▸ About this exercise
Answer these questions using the passage on a deer found with chronic wasting disease in Mississippi.
(a) How old was the deer, and on what date was it collected?
(b) How many other deer carcasses collected in Mississippi were tested?
(c) Which Louisiana parishes banned supplemental deer feeding?

▸ Reading passage
══════════════════════════════

The deer was a four-year-old male that died of natural causes and was reported to the MDWF&P and collected on Jan. 25. As a result, supplemental feeding has been banned in Claiborne, Hinds, Issaquena, Sharkey, Warren and Yazoo counties.

Russ Walsh, executive director for wildlife in MDWF&P, said investigators still don’t know where the buck contracted CWD. The tests on 64 other deer carcasses collected in Mississippi didn’t show any signs of the fatal disease.

“We’ve sent off multiple other samples,” he said.

Mississippi banned import of dead deer carcasses from affected areas last year in hopes of keeping out the disease.

To avert or delay the infection’s spread across state lines, Louisiana has banned supplemental deer feeding in East Carroll, Madison and Tensas parishes — those nearest to Issaquena County, where the buck was found about 5 miles from the state line.

══════════════════════════════

▸ Supplied entries
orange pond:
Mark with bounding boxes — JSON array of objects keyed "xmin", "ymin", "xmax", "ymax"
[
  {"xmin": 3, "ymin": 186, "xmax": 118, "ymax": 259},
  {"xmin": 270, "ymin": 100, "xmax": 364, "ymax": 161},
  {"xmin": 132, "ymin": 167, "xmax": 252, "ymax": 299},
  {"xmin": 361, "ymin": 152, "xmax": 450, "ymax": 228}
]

══════════════════════════════

▸ Response
(a) The deer was four years old and was collected on Jan. 25.
(b) 64 other deer carcasses were tested.
(c) East Carroll, Madison and Tensas parishes.